• [WHAT YOU SHOULD DO]: Tally the lines of the listing below that contain the string "report", with case taken into account, and give only the number.

• [MATERIAL PROVIDED]:
=======
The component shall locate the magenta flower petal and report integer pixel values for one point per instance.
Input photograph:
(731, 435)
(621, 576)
=======
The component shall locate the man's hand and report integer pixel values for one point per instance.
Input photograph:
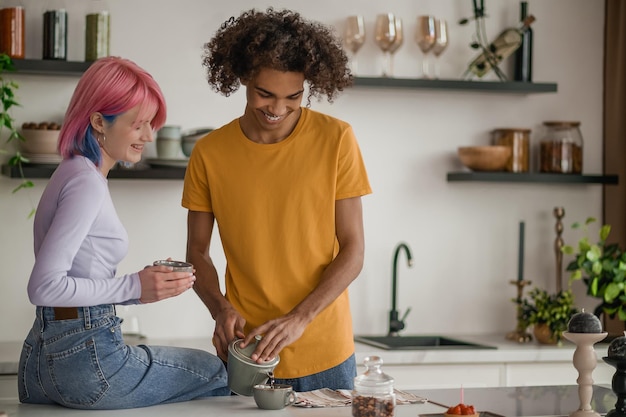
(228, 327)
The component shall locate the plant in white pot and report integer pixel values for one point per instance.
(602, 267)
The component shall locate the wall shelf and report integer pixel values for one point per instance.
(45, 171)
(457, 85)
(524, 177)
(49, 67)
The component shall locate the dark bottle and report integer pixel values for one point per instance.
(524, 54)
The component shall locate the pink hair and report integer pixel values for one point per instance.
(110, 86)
=======
• [ANSWER FOR THE TASK]: 6